### [PROBLEM 1]
Answer these from the Third Beach account, one line each:
(a) How long is the hike from the parking lot to Second Beach?
(b) What guards the beach at Third Beach?
(c) What had crossed the beach not long before the walkers?
### [PROBLEM 2]
Carry on the Third Beach account, picking up after its final sentence.

### [TEXT TO READ]

09/27/16 - Third Beach

There area three beaches near the mouth of the Quillayute River near La Push. Rialto Beach to the north is the most accessible. The road goes right to the water. Second Beach just south of La Push is a 3/4 mile hike from the parking lot and offers a broad expanse of beach to explore. Third Beach, a few miles south of Second Beach, balances coastal forest and beach walking differently with a smaller beach, but a full 1 1/2 mile walk from parking lot to water.

It is a pretty, easy path through forest and fern. There are ups and downs, then a descent to the sea. The beach is guarded by a barrier of driftwood, so be prepared to clamber a bit. You can head north to the headland there or south as we usually do. This means crossing the little stream that runs from the forest and across the sand to the sea. The best hiking is at low tide, below three feet at La Push, but we made our way south towards the high headlands there to see the little waterfall.

We didn’t make it as far as sometimes. The tide was a bit high, and we had left our shoes at the stream. We also had some company. A large cat had crossed the beach not long before us. That was our excuse at least.

### [DATA SEGMENT]
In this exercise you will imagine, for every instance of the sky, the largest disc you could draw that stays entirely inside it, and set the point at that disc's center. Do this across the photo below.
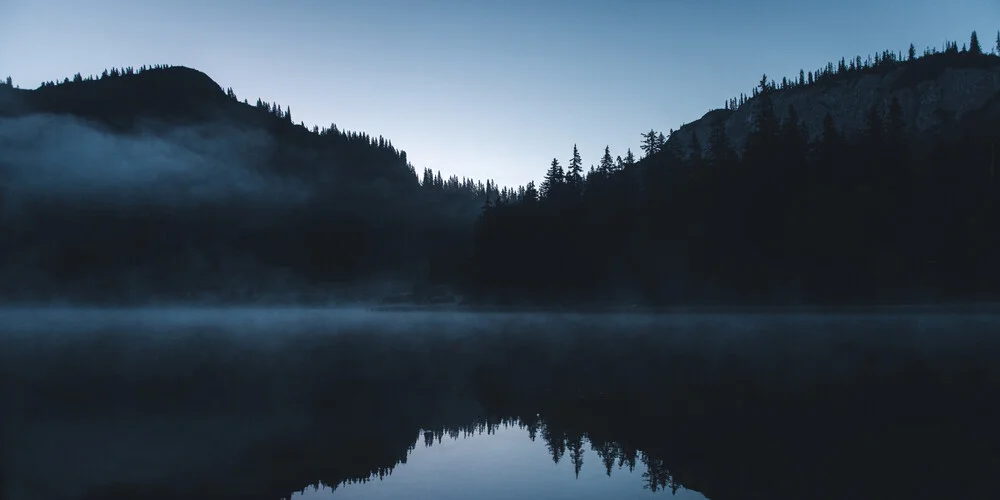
(478, 88)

### [WRITTEN ANSWER 1]
(a) 3/4 mile
(b) A barrier of driftwood
(c) A large cat

### [WRITTEN ANSWER 2]
The forest trail

The driftwood barrier

The mighty stream

Third beach, looking south

Our feline friend

The headland and seastacks

A hazy closeup of the waterfall

The view north

The forest experience

Green and twisted branch

Forest punctuation

Keywords: beaches, third beach, waterfall


01/28/15 - Third Beach

Now that we are getting the good winter tides, we decided to check out Third Beach out near La Push. Our last visit out this way was to Second Beach which features a lovely forest walk from the trailhead near the highway down to a wild crescent of beach adorned with rocks, sea stacks and tide pools. Third Beach is similar, but the forest walk is longer, over a mile before the descent. There are long level stretches where the rain forest forms almost a dry bog, very wet, but all the moisture absorbed by the rampant vegetation. Then there is the 200 plus foot descent to the beach.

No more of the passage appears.